_AIM_
Please rewrite the material from the line containing "Can you find the man's" through the end of the material, both ends included, giving every line again with its request. Multiply each coordinate in the answers by 1.2 and round to whole numbers, with halves going up.

_EXERCISE MATERIALS_
________________________
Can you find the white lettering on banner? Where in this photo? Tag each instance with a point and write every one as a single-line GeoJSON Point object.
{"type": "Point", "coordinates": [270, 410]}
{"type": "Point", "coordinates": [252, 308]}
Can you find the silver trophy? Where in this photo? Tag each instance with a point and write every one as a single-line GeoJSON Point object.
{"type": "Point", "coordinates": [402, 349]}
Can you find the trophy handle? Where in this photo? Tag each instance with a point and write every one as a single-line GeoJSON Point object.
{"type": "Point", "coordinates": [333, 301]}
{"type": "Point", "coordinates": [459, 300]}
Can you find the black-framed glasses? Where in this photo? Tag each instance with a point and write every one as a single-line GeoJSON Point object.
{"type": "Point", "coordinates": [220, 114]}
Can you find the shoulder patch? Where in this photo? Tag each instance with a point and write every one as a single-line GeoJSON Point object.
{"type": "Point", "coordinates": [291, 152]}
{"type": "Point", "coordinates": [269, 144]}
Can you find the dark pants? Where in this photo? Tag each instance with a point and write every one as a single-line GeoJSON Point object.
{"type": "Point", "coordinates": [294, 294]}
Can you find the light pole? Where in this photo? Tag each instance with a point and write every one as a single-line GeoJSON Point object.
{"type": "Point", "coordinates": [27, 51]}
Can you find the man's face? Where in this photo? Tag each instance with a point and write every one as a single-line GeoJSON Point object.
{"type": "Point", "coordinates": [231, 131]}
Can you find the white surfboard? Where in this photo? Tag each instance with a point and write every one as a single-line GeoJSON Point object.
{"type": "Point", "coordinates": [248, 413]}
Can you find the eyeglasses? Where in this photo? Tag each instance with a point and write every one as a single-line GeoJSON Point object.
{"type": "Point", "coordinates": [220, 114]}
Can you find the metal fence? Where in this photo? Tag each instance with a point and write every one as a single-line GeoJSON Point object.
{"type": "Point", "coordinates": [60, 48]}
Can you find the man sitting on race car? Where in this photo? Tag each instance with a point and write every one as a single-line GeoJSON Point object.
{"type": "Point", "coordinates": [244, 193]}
________________________
_ANSWER TO THE EXERCISE_
Can you find the man's face? Where in this photo? Tag each instance with a point and write every one as a single-line GeoJSON Point object.
{"type": "Point", "coordinates": [277, 157]}
Can you find the white surfboard? Where in this photo? Tag each instance with a point and write every one as a single-line GeoJSON Point object.
{"type": "Point", "coordinates": [298, 496]}
Can you find the eyeglasses? Where in this photo? Tag each instance with a point and write every one as a single-line GeoJSON Point object.
{"type": "Point", "coordinates": [264, 137]}
Can you find the metal fence? Where in this photo? Tag each instance with a point and write every one as a single-line GeoJSON Point object.
{"type": "Point", "coordinates": [72, 58]}
Can you find the man sitting on race car? Where in this photo? Tag each instance with a point and write every one as a single-line GeoJSON Point object.
{"type": "Point", "coordinates": [293, 232]}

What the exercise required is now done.